-- Task instructions --
Copy the rows from the line containing "Each instance of the bowl rim" through the final row, with the requests included and 24 added to each number in the answer coordinates. Leave the format samples unchanged, and omit the pictures.
-------- Records for the exercise --------
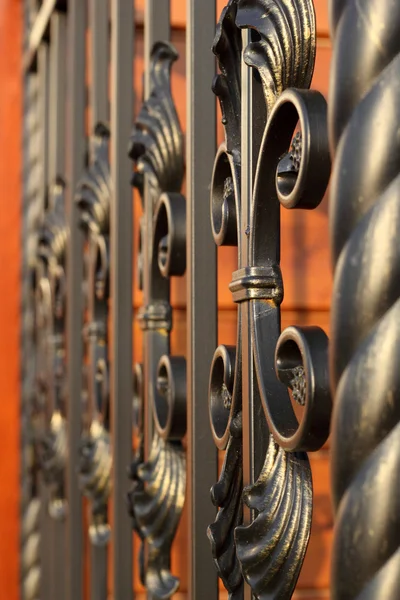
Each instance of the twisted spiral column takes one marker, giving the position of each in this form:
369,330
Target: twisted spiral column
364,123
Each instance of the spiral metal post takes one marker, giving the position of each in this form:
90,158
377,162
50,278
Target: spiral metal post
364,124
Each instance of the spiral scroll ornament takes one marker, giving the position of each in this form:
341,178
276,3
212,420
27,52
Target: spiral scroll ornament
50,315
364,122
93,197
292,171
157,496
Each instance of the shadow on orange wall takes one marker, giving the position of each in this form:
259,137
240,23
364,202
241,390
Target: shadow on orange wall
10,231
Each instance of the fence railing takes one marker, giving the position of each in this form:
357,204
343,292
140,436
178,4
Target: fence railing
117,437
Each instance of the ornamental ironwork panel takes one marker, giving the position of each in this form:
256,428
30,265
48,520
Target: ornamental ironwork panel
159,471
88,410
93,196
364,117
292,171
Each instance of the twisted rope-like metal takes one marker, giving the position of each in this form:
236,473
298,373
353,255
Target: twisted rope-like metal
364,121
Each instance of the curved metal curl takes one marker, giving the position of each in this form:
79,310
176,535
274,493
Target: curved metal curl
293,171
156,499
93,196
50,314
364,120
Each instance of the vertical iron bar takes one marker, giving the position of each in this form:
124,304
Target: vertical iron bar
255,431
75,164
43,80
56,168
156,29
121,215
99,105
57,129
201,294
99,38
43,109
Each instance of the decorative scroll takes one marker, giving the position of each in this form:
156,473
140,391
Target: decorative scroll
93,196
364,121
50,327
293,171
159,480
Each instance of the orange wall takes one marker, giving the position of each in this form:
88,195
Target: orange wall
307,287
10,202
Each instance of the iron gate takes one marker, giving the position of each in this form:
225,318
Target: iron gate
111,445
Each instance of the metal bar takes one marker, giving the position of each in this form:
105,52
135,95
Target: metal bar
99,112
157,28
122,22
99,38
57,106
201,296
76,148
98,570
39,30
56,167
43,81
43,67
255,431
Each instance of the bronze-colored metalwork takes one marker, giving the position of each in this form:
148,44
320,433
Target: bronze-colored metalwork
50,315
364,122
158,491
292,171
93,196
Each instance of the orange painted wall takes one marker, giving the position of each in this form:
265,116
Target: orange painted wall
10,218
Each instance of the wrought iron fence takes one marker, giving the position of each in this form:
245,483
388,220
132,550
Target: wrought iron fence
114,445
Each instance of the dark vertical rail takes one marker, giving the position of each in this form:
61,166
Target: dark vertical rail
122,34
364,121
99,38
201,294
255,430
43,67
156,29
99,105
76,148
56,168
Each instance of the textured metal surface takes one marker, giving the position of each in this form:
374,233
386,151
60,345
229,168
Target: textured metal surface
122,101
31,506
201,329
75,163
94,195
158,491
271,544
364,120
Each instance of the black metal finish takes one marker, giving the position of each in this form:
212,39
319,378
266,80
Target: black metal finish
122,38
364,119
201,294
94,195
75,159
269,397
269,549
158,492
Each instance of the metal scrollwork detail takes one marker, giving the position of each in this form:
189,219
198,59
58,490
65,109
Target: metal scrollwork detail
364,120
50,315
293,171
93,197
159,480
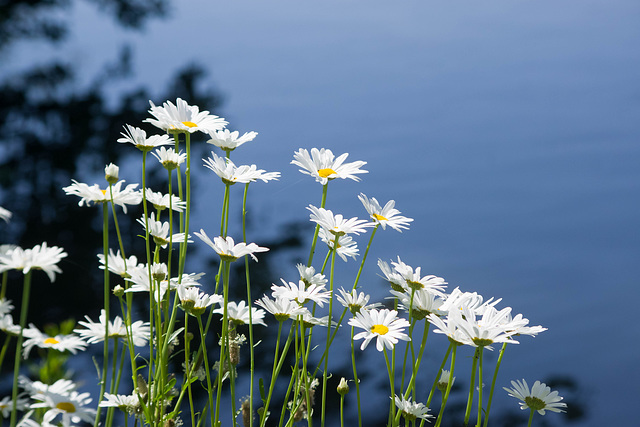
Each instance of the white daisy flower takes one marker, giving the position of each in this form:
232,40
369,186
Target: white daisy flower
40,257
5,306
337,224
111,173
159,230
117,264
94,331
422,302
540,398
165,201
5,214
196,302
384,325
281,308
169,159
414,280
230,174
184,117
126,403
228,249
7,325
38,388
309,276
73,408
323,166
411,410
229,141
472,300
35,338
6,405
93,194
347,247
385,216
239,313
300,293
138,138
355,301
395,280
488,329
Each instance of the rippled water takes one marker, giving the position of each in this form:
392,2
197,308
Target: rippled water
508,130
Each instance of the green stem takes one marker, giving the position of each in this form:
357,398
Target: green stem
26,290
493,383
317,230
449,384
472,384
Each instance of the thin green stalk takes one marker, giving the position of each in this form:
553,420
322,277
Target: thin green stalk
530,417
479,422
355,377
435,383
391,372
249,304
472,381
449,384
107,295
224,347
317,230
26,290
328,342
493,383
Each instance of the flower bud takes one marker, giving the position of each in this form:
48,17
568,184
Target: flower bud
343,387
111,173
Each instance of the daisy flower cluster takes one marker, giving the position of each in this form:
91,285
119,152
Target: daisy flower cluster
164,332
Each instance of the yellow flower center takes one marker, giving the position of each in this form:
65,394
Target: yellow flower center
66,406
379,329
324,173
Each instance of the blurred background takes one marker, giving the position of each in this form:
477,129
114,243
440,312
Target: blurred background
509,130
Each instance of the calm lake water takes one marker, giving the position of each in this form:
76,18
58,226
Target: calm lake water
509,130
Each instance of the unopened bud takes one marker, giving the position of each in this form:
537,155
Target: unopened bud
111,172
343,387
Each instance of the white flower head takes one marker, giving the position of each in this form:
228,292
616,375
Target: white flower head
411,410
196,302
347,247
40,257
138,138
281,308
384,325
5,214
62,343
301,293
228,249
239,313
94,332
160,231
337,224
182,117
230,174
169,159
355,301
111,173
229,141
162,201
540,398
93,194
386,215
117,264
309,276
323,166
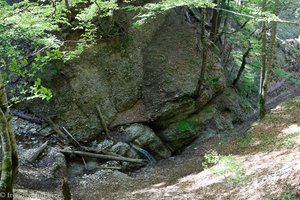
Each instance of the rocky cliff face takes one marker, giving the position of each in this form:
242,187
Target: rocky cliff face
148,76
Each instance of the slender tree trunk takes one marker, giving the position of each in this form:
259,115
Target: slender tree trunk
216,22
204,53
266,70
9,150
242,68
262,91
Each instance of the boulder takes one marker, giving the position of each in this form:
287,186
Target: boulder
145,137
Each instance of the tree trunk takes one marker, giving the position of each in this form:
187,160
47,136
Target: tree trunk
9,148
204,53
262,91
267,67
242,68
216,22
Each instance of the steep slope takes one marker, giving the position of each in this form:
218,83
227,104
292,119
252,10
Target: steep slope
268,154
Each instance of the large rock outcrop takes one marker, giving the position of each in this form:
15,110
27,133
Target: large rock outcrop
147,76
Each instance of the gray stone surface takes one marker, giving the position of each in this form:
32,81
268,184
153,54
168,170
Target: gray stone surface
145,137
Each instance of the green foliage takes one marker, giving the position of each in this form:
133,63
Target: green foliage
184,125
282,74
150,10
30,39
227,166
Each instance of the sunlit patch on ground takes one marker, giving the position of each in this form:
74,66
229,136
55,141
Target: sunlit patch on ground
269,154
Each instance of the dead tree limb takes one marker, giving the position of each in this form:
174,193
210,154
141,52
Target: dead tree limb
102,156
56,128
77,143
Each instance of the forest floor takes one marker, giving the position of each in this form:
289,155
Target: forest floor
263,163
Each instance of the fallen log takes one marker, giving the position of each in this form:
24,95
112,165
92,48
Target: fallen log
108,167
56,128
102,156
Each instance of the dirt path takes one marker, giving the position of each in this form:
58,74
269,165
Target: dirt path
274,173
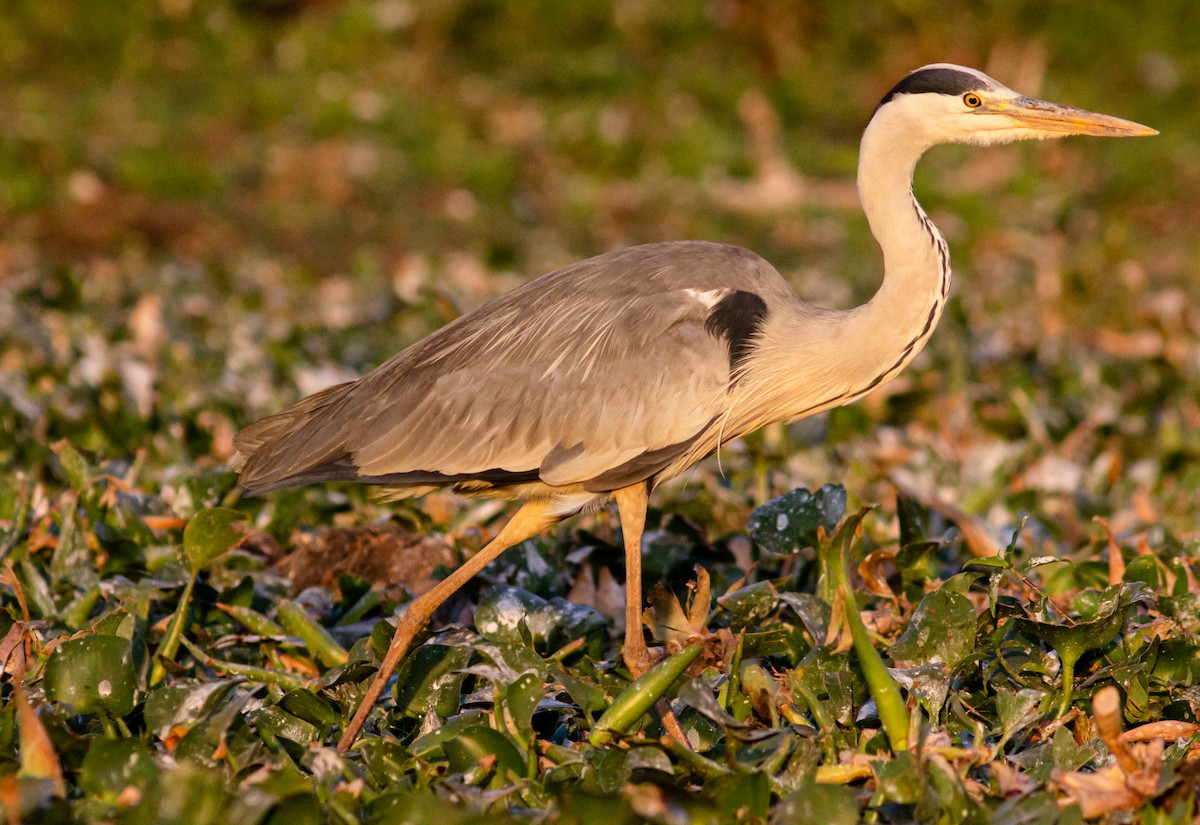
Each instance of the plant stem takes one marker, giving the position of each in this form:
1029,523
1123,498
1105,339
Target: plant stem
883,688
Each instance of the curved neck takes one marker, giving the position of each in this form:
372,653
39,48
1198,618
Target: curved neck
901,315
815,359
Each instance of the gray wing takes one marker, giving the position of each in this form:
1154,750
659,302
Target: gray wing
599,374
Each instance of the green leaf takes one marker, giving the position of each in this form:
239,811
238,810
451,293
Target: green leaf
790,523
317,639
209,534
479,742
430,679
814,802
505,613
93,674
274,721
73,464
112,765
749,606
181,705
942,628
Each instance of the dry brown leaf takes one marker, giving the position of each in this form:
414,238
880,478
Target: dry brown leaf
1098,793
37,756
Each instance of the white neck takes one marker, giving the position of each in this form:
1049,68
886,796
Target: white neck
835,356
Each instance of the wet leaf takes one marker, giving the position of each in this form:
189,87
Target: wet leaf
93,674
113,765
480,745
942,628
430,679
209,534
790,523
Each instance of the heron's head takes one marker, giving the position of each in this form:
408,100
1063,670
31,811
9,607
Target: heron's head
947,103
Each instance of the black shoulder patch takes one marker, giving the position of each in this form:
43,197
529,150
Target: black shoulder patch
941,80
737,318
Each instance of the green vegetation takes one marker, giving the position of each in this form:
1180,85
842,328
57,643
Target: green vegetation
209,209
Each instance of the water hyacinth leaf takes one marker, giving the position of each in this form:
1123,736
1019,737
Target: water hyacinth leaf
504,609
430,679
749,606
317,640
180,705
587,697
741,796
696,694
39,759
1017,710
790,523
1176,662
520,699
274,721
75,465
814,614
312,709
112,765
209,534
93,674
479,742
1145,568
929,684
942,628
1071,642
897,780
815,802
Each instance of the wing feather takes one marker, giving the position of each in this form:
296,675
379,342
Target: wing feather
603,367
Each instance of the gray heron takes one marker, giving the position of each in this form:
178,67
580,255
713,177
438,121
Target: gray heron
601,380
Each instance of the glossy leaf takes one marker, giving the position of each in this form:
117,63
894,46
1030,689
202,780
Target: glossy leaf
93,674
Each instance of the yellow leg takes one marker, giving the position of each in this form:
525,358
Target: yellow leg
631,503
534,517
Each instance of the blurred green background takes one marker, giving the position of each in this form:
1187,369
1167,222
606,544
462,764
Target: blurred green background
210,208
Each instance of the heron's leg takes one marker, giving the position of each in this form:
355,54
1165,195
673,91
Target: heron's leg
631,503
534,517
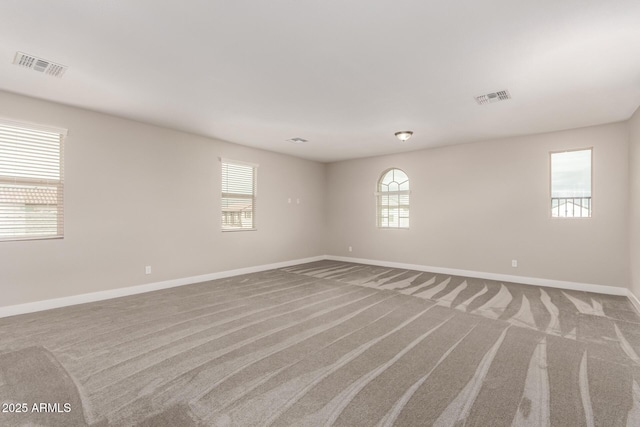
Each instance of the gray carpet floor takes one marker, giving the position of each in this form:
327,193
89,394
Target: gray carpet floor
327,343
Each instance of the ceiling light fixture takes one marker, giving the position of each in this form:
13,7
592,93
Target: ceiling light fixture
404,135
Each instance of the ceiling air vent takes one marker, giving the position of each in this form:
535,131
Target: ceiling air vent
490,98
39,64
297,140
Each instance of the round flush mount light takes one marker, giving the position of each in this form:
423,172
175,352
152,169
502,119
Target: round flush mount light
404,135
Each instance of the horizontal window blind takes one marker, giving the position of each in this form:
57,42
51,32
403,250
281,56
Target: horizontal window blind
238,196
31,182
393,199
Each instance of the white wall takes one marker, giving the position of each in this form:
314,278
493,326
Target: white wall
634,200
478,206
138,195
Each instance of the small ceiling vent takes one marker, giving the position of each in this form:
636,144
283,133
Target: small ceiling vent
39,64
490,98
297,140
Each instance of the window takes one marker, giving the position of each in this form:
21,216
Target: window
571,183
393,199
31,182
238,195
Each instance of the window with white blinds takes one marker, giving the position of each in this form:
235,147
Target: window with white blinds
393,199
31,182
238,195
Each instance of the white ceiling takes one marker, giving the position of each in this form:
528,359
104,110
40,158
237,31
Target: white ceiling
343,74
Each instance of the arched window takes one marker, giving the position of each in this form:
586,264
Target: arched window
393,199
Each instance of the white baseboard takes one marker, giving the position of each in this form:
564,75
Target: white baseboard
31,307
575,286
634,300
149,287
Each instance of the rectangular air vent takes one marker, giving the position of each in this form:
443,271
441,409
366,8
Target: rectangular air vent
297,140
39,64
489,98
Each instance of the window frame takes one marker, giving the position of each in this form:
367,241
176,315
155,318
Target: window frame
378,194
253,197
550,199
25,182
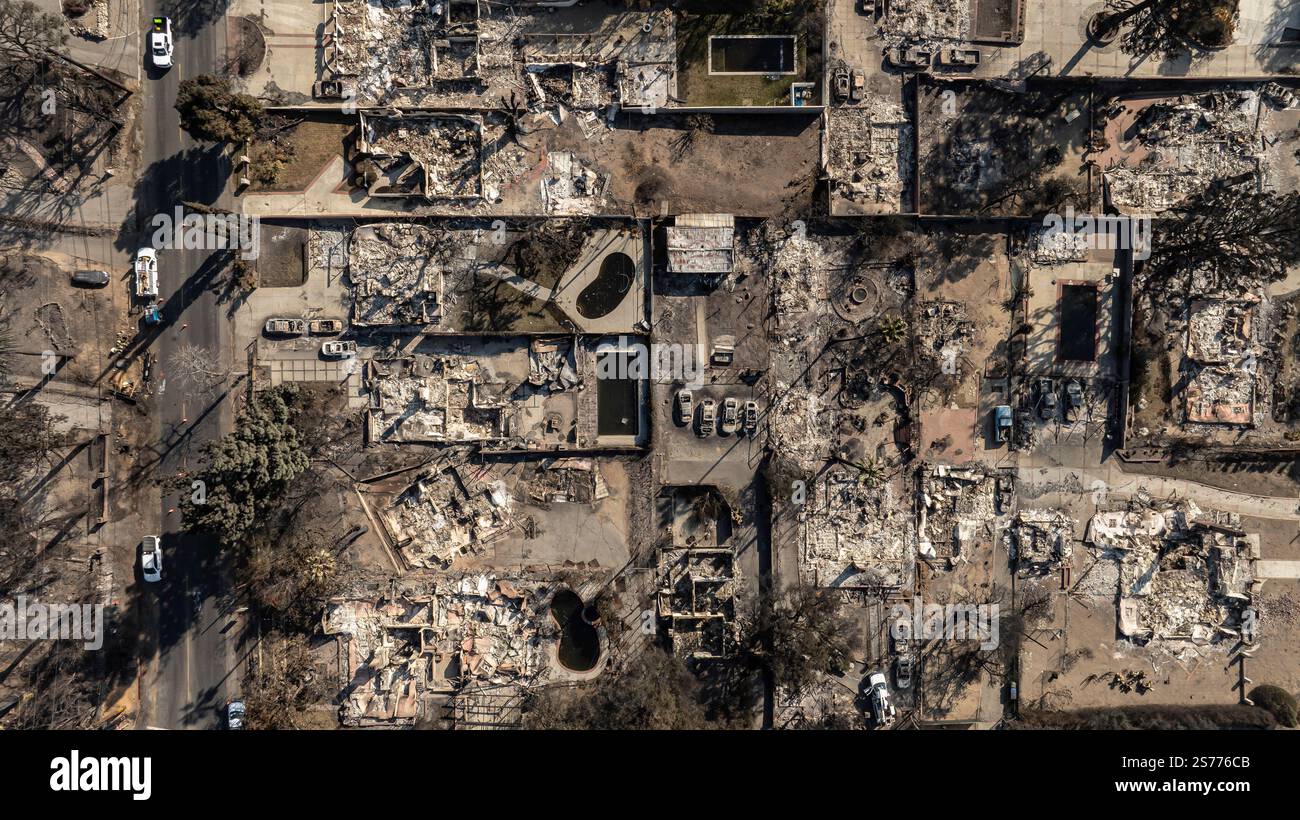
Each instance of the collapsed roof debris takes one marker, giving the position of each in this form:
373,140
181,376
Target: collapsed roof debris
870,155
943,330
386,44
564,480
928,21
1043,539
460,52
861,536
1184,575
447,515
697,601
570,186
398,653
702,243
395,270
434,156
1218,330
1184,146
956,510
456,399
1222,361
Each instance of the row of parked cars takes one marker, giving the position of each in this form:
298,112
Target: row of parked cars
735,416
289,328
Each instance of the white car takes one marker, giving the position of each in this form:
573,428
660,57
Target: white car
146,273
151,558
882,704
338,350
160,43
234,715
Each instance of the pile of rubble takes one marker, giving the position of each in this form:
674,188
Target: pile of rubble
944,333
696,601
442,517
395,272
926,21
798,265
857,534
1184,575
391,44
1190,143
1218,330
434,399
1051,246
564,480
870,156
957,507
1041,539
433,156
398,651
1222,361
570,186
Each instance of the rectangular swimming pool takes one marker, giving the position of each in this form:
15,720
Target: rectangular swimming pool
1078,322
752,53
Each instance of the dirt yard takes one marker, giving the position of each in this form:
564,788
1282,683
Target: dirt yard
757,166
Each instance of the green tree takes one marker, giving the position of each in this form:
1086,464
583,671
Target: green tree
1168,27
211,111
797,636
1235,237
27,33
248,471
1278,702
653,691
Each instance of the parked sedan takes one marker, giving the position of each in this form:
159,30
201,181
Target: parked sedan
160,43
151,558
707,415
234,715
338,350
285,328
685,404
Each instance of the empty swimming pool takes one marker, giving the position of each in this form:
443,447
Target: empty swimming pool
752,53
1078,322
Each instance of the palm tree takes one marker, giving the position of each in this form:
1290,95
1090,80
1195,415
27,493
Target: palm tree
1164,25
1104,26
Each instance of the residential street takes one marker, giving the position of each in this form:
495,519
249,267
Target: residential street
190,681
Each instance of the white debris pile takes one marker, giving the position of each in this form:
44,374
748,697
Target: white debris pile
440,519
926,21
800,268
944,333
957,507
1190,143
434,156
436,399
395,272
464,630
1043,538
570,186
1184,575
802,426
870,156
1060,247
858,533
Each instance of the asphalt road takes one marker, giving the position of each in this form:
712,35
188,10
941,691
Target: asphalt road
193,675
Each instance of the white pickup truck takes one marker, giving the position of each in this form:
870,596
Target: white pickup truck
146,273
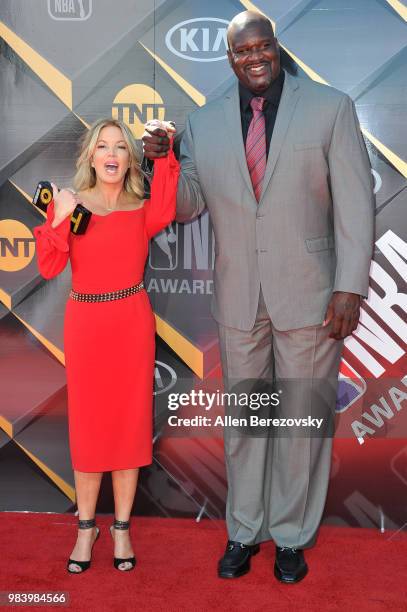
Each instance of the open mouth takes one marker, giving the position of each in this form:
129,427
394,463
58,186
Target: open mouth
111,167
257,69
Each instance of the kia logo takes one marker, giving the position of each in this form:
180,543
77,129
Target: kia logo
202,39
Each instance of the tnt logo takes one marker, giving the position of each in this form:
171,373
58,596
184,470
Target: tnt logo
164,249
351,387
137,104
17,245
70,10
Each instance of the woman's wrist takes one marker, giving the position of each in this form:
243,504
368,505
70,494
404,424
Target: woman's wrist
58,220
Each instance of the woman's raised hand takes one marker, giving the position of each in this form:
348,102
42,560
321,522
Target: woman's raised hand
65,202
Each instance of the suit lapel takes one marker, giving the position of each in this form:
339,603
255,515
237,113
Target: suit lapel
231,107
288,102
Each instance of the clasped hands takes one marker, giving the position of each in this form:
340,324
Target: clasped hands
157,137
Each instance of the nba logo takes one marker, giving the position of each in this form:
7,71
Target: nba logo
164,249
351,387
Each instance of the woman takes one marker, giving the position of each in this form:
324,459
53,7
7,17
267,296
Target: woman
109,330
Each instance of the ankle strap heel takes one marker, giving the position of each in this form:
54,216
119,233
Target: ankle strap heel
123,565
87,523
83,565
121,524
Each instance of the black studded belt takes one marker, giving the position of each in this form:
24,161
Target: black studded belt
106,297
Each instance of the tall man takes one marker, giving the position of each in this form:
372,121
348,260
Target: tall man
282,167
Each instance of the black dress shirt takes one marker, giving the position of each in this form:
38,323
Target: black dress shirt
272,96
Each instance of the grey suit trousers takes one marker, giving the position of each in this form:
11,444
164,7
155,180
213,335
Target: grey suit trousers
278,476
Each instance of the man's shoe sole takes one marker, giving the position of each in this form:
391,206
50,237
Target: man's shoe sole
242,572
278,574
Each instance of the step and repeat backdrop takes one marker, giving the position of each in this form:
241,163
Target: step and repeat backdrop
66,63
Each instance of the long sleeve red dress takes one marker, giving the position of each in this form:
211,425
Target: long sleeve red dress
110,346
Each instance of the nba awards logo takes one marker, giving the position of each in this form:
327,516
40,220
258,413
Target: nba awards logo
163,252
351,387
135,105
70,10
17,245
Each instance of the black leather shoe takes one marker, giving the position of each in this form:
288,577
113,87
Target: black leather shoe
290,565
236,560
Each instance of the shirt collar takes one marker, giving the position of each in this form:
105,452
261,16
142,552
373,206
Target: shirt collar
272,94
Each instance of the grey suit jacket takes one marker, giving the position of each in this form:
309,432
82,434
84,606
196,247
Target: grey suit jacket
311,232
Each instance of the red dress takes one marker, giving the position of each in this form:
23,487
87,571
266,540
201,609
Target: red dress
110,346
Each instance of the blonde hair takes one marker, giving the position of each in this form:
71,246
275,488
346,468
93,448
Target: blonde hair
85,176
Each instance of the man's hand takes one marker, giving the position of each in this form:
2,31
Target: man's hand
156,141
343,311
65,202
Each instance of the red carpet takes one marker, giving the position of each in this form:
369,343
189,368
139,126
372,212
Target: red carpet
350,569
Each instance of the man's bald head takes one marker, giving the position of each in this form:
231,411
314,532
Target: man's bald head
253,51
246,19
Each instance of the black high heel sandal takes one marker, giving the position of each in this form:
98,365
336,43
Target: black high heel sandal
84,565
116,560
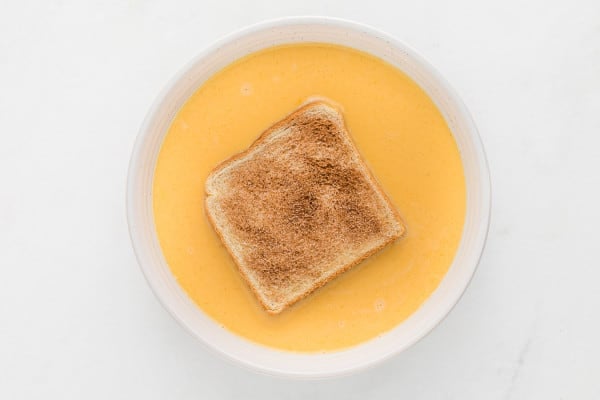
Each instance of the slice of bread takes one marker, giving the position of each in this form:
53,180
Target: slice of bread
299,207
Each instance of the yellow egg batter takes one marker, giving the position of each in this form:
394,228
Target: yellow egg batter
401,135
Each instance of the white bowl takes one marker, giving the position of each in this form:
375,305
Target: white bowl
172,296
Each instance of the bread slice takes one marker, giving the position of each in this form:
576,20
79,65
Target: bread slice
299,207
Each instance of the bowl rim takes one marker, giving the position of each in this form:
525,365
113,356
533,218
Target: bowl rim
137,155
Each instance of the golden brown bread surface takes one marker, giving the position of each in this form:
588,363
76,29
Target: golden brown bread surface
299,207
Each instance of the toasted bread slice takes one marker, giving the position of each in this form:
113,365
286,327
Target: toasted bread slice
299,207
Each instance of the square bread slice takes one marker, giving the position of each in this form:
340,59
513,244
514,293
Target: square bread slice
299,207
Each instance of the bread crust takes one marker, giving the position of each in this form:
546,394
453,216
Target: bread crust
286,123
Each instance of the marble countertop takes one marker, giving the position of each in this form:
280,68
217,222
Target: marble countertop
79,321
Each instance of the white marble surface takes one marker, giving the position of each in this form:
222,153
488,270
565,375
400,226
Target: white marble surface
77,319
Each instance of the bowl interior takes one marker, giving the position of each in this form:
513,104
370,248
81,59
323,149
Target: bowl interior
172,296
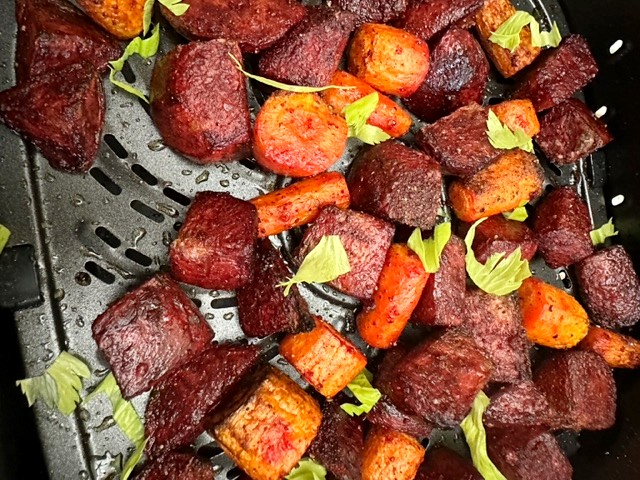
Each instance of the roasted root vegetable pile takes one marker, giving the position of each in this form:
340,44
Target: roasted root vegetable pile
--------
-- Answer to this exercise --
Each instance of the bowl rim takes one marker, giving the position of each in this form:
525,365
113,356
533,218
Target: bowl rim
161,179
Each instance of the golden brown bread surface takes one marker, giving the position of each in this form:
588,363
76,29
Target: golden brown bread surface
323,231
Each instance of the toasted bread slice takes one marker, giving the position of each in this form:
113,365
286,327
Target: toasted bread slice
323,231
Each instance of the square bread slice takes one marker, giving the position of each in this form:
340,59
513,244
514,293
Target: square bread slice
323,231
Each instance of the bread crust takes one marker, giving the position of each in this form:
546,394
453,216
Target: bread crust
310,147
Each instance of the marble countertop takes one marker, giving the position of each in this form:
280,68
217,222
Target: marble countertop
103,345
Each instance of the white marble surface takes one marker, giving the position of each in this form:
222,153
488,270
565,375
400,226
Target: white marble surface
101,343
Each instance of the bowl interior takes one marker, giving the position of each in this form:
513,104
370,248
81,59
323,149
Target: bowl interior
196,320
Each instance of the roasted root vegetable pile takes one marker, giving the position of each in this form:
340,44
Target: roasted root vegetable pile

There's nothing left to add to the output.